- [AVAILABLE DATA]:

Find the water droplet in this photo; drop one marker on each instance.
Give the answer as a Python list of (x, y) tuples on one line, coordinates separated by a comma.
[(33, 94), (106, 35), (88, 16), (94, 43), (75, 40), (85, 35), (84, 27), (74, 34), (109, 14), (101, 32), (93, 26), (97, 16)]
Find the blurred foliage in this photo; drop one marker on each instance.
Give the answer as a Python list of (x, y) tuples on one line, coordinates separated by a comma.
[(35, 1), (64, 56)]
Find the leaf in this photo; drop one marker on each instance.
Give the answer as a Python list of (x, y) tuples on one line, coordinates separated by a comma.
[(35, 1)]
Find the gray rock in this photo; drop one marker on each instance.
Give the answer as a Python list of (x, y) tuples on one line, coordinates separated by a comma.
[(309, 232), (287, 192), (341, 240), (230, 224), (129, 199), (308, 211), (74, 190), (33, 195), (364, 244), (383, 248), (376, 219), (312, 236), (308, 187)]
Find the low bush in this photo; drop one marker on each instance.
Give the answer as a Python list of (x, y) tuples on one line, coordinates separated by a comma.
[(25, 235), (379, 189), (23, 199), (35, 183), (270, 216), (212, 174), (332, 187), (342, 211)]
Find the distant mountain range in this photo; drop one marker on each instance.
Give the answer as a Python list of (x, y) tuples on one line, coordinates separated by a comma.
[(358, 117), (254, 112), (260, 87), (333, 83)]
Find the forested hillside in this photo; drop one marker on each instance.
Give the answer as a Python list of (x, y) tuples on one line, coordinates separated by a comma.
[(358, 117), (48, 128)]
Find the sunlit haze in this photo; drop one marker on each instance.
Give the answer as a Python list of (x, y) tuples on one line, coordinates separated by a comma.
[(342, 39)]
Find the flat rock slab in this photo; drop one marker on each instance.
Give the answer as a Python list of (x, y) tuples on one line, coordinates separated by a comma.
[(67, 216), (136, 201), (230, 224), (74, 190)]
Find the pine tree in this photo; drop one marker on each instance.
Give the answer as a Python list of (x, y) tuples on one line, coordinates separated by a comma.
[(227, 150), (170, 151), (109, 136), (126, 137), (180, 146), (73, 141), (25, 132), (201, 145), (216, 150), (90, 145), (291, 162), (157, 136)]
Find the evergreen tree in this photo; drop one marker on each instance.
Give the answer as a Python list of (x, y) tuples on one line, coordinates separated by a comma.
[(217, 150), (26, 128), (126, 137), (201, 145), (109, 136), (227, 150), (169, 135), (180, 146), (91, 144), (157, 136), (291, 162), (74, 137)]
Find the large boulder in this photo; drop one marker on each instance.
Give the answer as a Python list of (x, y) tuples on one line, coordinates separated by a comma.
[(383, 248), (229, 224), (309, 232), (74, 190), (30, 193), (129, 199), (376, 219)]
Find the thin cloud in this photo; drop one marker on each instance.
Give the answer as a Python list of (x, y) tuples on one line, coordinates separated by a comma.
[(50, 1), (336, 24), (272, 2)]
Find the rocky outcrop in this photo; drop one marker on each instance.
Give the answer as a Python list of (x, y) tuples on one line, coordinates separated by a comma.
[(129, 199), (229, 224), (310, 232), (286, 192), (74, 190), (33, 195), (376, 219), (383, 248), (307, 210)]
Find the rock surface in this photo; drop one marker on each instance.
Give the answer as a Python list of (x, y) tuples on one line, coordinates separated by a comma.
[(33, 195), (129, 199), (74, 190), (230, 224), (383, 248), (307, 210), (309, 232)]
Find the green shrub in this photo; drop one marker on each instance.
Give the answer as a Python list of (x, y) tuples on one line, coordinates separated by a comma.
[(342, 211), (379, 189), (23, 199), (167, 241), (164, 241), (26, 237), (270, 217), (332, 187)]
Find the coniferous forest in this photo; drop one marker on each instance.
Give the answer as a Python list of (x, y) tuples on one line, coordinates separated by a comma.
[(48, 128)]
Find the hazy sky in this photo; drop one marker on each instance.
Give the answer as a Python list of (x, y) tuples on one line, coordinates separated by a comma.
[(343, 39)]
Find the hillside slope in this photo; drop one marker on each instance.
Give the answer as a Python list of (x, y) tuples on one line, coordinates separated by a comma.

- [EXERCISE INSTRUCTIONS]: Write all the data out again, exactly.

- [REPLY TO THE TASK]:
Find the water droplet in this photo; drop one marker on each instance.
Give the answer as a Python list of (x, y) tuples on one line, coordinates separated by a comma.
[(33, 94), (106, 35), (88, 16), (94, 43), (75, 40), (85, 35), (84, 27), (74, 34), (109, 14), (101, 32), (93, 26), (97, 16)]
Find the blurred foliage in this photo; drop one marker on each instance.
Give the answer as a Python list of (x, y) tuples on one line, coordinates separated by a comma.
[(35, 1), (64, 56)]
Find the leaf in this photo; drop one marker on each instance.
Give the answer as a Python list of (x, y) tuples on one line, coordinates separated by a comma.
[(35, 1)]
Find the gray rock in this photo; drop one marker on each instance.
Give the answer as a Python list of (x, y) tuples on one line, coordinates separated by a comma.
[(309, 232), (287, 192), (341, 240), (230, 224), (129, 199), (308, 211), (74, 190), (33, 195), (364, 244), (383, 248), (376, 219), (312, 236), (308, 187)]
Find the low bush in this photo; drop one marker on each instance.
Give the answer as a Python list of (x, y) tuples on one line, coordinates separated by a comma.
[(25, 235), (379, 189), (23, 199), (35, 183), (270, 216), (212, 174), (332, 187), (342, 211)]
Find the distant mountain range in this photo; drop one marker on each instance.
Give the answer as a Python list of (x, y) tuples on one line, coordinates separated by a comma.
[(358, 117), (254, 112), (260, 87), (333, 83)]
Find the forested hillside in this photo; drop one marker on each instance.
Give the answer as a Python list of (x, y) tuples on one line, coordinates separated by a comma.
[(358, 117), (48, 128)]
Find the sunlit haze in this photo; drop one marker on each instance.
Give the answer as a Python list of (x, y) tuples on one line, coordinates separated by a comma.
[(342, 39)]
Find the flat rock slab in this photo; drop one marker on each instance.
Give the answer as a Python list of (x, y) tuples on one line, coordinates separated by a comma.
[(67, 216), (136, 201), (230, 224), (74, 190)]
Find the pine tree in this photo; drop one marker on each instance.
Give the answer as a Python list of (x, y) tuples on one line, coordinates separated by a comma.
[(227, 150), (170, 151), (109, 136), (126, 137), (180, 146), (73, 141), (25, 132), (201, 145), (216, 150), (90, 145), (291, 162), (157, 136)]
Find the evergreen tree in this photo; drop one marker on each instance.
Give the answer as a Python list of (x, y) tuples on one line, coordinates separated by a comma.
[(217, 150), (26, 128), (126, 137), (201, 145), (109, 136), (227, 150), (169, 135), (180, 146), (91, 144), (157, 136), (291, 162), (74, 137)]
Find the large boulder in this photo; drop one marker on each instance.
Give the answer as a Python list of (x, y) tuples on one line, coordinates separated by a comma.
[(383, 248), (229, 224), (309, 232), (74, 190), (30, 193), (129, 199), (376, 219)]
Find the thin cloud in this photo; drop one marker on each instance.
Give the answer as a Python list of (x, y) tuples on one line, coordinates separated by a comma.
[(50, 1), (336, 24), (272, 2)]
Find the rocky outcrop in this photo; drop one marker on each instance.
Give the answer as a Python list of (x, y) tuples on one line, coordinates separated by a comma.
[(129, 199), (229, 224), (310, 232), (286, 192), (74, 190), (33, 195), (376, 219), (383, 248), (307, 210)]
Find the rock surface in this photo; drop one marker on each instance.
Give the answer as a Python list of (x, y) tuples on one line, coordinates separated by a comma.
[(33, 195), (129, 199), (74, 190), (230, 224), (383, 248), (307, 210), (309, 232)]
Find the green shrub in this photo; drop one marker on each instance.
Give the answer as a Python list of (x, y) tuples on one line, coordinates separated by a comma.
[(342, 211), (379, 189), (23, 199), (167, 241), (164, 241), (26, 237), (270, 217), (332, 187)]
Find the coniferous forest in this photo; drop one marker on each instance.
Give the answer as a Python list of (x, y) tuples on one line, coordinates separated by a comma.
[(48, 128)]
Find the hazy sky in this photo; drop one marker on each instance.
Give the answer as a Python list of (x, y) tuples on one line, coordinates separated by a comma.
[(343, 39)]
Find the hillside slope in this photo; drop one marker on each instance.
Give the answer as a Python list of (x, y) tuples on one line, coordinates separated by a comma.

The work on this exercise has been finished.